## Task requirements
Look through the listing for the word "minivan". Copy each line that has it.
::: Study material :::
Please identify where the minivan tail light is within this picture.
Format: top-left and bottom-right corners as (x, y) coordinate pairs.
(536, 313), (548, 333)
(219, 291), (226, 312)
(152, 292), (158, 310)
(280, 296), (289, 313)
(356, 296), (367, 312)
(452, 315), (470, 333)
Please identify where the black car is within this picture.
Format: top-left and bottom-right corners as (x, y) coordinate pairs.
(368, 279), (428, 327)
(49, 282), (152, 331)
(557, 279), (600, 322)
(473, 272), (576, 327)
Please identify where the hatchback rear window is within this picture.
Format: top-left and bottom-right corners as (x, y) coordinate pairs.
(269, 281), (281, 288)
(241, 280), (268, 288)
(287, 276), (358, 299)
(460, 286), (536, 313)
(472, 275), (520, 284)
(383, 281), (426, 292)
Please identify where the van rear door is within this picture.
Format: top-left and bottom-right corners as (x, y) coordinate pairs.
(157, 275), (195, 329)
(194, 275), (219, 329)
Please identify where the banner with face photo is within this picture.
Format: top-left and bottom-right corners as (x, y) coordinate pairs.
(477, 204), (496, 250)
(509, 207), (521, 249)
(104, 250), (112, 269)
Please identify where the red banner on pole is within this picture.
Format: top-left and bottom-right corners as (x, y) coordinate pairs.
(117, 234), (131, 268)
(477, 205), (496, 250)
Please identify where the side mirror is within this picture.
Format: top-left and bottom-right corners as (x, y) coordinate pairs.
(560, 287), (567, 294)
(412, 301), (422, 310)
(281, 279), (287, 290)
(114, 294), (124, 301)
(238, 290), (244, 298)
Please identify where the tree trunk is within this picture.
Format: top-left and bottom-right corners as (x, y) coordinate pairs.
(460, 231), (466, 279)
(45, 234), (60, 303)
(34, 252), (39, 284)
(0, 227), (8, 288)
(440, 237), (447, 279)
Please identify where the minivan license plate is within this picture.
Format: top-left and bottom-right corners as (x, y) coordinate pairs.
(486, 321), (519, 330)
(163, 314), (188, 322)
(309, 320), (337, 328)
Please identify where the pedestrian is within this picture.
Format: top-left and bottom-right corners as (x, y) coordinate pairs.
:::
## Result
Please identify where the minivan tail light is within this picture.
Please identify where the minivan license plate is within this picture.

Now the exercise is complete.